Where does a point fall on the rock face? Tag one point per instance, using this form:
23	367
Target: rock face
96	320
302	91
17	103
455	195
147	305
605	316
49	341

Exercise details –
Update the records by replacing "rock face" with "cliff wall" wherever it occurs, and leave everything else unchanged.

Written solution –
Where does a point fall on the cliff wall? Tag one point per instance, using this form:
23	367
Target: cliff wall
96	320
302	91
17	103
455	195
147	305
605	316
49	341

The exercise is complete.